→ **ABOUT THIS TASK**
All of the entries below should be copied exactly as they appear.

------------------------------------------------

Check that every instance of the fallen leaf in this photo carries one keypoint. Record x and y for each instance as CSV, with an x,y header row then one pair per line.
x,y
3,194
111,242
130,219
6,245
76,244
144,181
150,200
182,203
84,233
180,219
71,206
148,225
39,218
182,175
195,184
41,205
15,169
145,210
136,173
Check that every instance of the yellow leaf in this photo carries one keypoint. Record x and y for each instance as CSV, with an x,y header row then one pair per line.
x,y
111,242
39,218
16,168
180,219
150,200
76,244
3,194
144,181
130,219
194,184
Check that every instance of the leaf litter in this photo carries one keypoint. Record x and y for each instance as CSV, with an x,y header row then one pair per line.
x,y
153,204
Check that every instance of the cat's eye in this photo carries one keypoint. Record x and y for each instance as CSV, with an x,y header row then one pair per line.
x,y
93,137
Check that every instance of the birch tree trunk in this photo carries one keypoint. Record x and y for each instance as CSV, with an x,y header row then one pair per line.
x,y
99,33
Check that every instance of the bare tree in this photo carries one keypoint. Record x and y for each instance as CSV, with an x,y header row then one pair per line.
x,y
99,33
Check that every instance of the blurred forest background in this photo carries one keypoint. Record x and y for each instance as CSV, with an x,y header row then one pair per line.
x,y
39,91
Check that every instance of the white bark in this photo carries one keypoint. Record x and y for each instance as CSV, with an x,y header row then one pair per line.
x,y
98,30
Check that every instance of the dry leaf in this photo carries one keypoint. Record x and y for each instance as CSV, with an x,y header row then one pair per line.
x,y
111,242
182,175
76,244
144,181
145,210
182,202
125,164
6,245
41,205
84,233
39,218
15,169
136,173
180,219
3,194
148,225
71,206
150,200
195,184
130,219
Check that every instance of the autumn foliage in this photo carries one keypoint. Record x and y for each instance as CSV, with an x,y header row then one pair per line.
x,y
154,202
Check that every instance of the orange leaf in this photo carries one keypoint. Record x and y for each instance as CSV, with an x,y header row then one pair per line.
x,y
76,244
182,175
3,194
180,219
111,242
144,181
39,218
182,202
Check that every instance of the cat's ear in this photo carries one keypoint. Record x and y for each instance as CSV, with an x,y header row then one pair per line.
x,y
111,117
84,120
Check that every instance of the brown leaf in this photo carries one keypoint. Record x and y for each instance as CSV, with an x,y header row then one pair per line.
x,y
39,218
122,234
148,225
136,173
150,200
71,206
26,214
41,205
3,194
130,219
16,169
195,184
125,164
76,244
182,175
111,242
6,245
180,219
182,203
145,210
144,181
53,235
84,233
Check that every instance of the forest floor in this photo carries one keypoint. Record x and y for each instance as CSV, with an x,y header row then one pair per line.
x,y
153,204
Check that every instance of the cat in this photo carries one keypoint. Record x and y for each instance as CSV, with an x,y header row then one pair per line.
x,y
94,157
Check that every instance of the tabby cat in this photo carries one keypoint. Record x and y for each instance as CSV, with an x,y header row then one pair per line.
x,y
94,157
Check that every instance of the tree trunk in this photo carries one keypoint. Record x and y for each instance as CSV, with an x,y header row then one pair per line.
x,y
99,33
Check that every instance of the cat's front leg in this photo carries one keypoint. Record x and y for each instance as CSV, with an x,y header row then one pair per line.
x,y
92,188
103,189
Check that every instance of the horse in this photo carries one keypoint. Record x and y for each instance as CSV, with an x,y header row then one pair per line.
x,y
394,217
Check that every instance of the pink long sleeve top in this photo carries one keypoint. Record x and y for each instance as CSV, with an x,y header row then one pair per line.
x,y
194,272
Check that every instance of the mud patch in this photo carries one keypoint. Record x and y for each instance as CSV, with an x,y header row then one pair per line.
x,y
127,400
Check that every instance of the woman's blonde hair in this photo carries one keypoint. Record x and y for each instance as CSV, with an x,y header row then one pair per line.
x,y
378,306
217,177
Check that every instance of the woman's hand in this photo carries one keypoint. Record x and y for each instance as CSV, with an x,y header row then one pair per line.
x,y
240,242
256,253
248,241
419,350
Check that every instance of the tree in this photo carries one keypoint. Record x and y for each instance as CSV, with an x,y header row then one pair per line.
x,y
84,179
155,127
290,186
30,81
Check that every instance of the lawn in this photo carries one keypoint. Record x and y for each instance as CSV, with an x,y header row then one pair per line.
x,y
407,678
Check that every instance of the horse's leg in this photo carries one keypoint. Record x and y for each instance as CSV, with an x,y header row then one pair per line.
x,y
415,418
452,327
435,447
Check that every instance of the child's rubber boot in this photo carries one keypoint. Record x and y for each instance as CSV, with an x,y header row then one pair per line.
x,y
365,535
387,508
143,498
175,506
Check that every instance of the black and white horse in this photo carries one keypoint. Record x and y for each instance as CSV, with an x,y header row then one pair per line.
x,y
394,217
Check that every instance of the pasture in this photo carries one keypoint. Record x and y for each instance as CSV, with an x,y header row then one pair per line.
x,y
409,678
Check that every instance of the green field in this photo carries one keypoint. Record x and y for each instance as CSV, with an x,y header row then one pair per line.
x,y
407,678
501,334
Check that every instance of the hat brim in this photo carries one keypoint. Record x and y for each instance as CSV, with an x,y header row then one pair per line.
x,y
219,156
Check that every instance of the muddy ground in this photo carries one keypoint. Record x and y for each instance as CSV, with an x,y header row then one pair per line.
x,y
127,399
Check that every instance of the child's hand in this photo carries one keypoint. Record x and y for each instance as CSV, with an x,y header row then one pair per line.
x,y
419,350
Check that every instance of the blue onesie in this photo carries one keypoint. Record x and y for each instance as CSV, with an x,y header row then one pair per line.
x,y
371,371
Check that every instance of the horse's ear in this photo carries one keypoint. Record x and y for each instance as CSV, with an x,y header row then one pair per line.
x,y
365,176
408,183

------------------------------------------------

→ **OUTPUT FOR THIS TASK**
Check that every instance of the fallen leaf in this photo carries one keypoint. Record x and y for each instance as CSV, with an x,y header row then one pair per line.
x,y
3,194
111,242
130,219
6,245
76,244
144,181
150,200
182,203
84,233
180,219
71,206
148,225
39,218
182,175
195,184
41,205
15,169
145,210
136,173
Check that every instance of the yellow leaf in this photo carries one keypoint. Record x and y for each instance as CSV, with an x,y header row then one pair per line.
x,y
111,242
39,218
16,168
180,219
150,200
76,244
3,194
144,181
130,219
194,184
Check that every instance of the leaf litter in this photo carries one keypoint. Record x and y for each instance as CSV, with an x,y header row then one pair per line.
x,y
153,204
Check that every instance of the cat's eye in this photo carries one keypoint. Record x and y for each instance as CSV, with an x,y header row then one pair per line.
x,y
93,137
Check that every instance of the birch tree trunk in this photo carries one keypoint. Record x and y for each instance as CSV, with an x,y header row then one pair per line.
x,y
99,33
Check that every instance of the bare tree in this photo carries one keypoint. Record x and y for each instance as CSV, with an x,y header row then one pair per line.
x,y
99,33
Check that every instance of the blurred forest background in this photo carries one keypoint. Record x and y for each instance as CSV, with an x,y header row then one pair per line.
x,y
39,91
Check that every instance of the white bark in this photo carries one keypoint. Record x and y for each instance as CSV, with an x,y header row then one pair per line.
x,y
98,30
Check that every instance of the dry leaf in this photo carries one keypoint. Record x and y for each instance as CSV, with an x,y header row then one pair per line.
x,y
111,242
182,175
76,244
144,181
145,210
182,202
125,164
6,245
41,205
84,233
39,218
15,169
136,173
180,219
3,194
148,225
71,206
150,200
195,184
130,219
Check that every instance of the autumn foliage in this photo carries one keypoint. Record x and y for each instance as CSV, with an x,y header row then one pair per line.
x,y
154,202
Check that every instance of the orange leaf in this photo carries one keypoint. Record x and y for each instance as CSV, with an x,y header row then one pair per line.
x,y
76,244
182,175
3,194
180,219
111,242
144,181
39,218
182,202
Check that every instance of the cat's ear in this photo carries one keypoint. Record x and y for each instance as CSV, with an x,y header row then one pair per line.
x,y
111,117
84,120
Check that every instance of the brown leaf in this photo carries one keypoint. Record x and y for each instance as CSV, with an x,y header row then one pair per line.
x,y
39,218
122,234
148,225
136,173
150,200
71,206
26,214
41,205
3,194
130,219
16,169
195,184
125,164
76,244
182,175
111,242
6,245
180,219
182,203
145,210
144,181
53,235
84,233
Check that every instance of the forest floor in this photo carries one keypoint. Record x and y for each instance as CSV, with an x,y header row then one pair per line.
x,y
153,204
Check that every instance of the cat in this photo carries one keypoint. Record x and y for each instance as CSV, with an x,y header row then one pair per line.
x,y
94,157
Check that every instance of the tabby cat in this photo carries one keypoint. Record x and y for each instance as CSV, with an x,y header row then one pair per line.
x,y
94,157
Check that every instance of the tree trunk in this photo carries one keypoint. Record x and y for each instance as CSV, with an x,y header row then one pair per line.
x,y
99,33
Check that every instance of the cat's front leg in this photo carries one keypoint. Record x and y for each instance as CSV, with an x,y header row then one pair per line.
x,y
92,188
103,189
Check that every instance of the horse in this photo carries one keypoint. Record x and y for each instance as CSV, with an x,y header row then one pair per line.
x,y
394,217
Check that every instance of the pink long sleeve top in this photo carries one keypoint. Record x and y for each instance as CSV, with an x,y header row then one pair per line.
x,y
194,272
Check that every instance of the mud patch in this photo carries one keypoint. Record x and y for each instance as CSV, with an x,y header row then one pair per line.
x,y
127,400
Check that every instance of the woman's blonde hair in this photo carries one keypoint. Record x and y for each instance as CSV, with an x,y header row then one pair per line.
x,y
378,306
217,177
Check that every instance of the woman's hand in this photo carries one keypoint. Record x and y for each instance as CSV, with an x,y header row then one pair per line.
x,y
240,242
256,253
248,241
419,350
Check that every instance of the tree in this photo carries one keypoint. Record x and y for each instance as CSV, with an x,y header row then one pair per line.
x,y
84,179
155,127
290,186
30,81
Check that every instance of the lawn in this photo carries one keypoint. Record x and y for each instance as CSV, with an x,y header row then one pair per line.
x,y
407,678
Check that every instance of the horse's leg in this photo carries one keypoint. Record x and y for each instance as CSV, with an x,y header row then one pair per line.
x,y
415,418
452,327
435,447
Check that every instance of the child's rubber boot in this photo carries one keypoint. Record x and y for each instance as CSV, with an x,y header row then one pair per line.
x,y
365,535
387,508
143,498
175,506
Check that every instance of the black and white horse in this photo carries one keypoint. Record x and y for each instance as CSV, with an x,y header row then one pair per line.
x,y
394,217
Check that every instance of the pasture in this photo carries one keypoint. Record x and y for each instance as CSV, with an x,y header row then one pair per line.
x,y
409,678
Check that every instance of the green field in this photo carries one keypoint. Record x and y for each instance as CSV, with an x,y header row then one pair per line.
x,y
407,678
501,334
Check that every instance of the hat brim in this photo carries one keypoint. Record x and y for each instance as CSV, with an x,y header row then one pair per line.
x,y
219,156
Check that every instance of the muddy ground in this photo carries one keypoint. Record x and y for each instance as CSV, with an x,y header row then one pair per line.
x,y
127,399
Check that every instance of the child's hand in this photo carries one keypoint. Record x and y for each instance as CSV, with an x,y header row then one pair per line.
x,y
419,350
Check that every instance of the blue onesie in this photo carries one keypoint. Record x and y for each instance as CSV, with an x,y header row then one pair per line.
x,y
371,371
Check that every instance of the horse's ear in this photo carries one keypoint. Record x and y for each instance as CSV, with an x,y header row then one pair per line.
x,y
365,176
408,183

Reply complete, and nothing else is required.